**Assignment:**
Please give back, exactly as written, only the line containing "Query: side mirror" and every line after it until the data below ends.

**Material provided:**
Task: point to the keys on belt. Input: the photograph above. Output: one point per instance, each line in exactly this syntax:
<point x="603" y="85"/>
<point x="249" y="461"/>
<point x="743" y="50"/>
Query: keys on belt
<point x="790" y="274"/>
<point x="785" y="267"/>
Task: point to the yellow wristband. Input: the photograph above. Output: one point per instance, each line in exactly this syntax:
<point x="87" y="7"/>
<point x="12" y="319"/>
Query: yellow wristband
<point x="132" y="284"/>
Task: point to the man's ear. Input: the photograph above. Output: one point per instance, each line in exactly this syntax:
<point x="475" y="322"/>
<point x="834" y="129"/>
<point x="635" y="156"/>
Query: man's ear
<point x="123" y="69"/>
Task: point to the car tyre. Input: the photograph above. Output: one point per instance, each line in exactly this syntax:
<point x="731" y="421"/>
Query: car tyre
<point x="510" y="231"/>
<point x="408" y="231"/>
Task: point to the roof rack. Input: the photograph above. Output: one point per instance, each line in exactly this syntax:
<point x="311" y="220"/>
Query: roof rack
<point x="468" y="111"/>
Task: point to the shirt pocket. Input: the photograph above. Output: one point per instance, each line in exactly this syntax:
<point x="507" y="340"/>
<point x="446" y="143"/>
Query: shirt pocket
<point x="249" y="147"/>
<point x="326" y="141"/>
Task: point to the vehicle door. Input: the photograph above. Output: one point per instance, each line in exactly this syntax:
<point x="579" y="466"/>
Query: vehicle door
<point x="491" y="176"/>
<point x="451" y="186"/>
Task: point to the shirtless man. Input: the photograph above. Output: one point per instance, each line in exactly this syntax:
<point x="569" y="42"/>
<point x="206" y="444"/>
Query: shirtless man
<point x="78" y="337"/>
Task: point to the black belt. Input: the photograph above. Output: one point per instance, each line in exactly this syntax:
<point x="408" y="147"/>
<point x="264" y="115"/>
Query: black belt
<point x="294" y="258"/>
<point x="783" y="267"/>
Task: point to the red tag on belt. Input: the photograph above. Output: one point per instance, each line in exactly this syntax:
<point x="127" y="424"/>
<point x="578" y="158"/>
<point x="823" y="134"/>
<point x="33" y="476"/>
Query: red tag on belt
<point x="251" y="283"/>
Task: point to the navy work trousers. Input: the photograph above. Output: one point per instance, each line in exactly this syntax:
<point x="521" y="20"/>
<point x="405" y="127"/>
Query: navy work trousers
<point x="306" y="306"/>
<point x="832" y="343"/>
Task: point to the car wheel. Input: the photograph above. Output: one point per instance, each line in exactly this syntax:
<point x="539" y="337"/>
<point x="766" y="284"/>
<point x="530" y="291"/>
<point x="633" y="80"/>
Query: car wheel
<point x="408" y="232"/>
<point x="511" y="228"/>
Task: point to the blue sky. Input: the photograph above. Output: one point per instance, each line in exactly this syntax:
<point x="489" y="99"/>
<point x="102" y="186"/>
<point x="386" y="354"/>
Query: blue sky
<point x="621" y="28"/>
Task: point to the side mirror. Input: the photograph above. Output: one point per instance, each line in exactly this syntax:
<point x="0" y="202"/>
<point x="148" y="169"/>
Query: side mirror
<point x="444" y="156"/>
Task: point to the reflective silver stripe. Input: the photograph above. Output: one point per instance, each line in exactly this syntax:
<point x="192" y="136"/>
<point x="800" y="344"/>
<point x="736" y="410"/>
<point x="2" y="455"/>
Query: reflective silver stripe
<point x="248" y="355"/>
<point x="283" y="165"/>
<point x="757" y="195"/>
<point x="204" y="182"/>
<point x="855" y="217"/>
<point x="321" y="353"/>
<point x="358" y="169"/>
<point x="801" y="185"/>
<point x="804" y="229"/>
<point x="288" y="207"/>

**Result below:**
Query: side mirror
<point x="444" y="156"/>
Task: point to the reflective silver stripe. Input: the photograph above. Output: one point per instance, each line in exactly this syntax:
<point x="192" y="136"/>
<point x="800" y="344"/>
<point x="736" y="410"/>
<point x="2" y="455"/>
Query: reflective silver stripe
<point x="248" y="355"/>
<point x="283" y="165"/>
<point x="757" y="195"/>
<point x="204" y="182"/>
<point x="855" y="217"/>
<point x="321" y="353"/>
<point x="358" y="169"/>
<point x="801" y="185"/>
<point x="804" y="229"/>
<point x="288" y="207"/>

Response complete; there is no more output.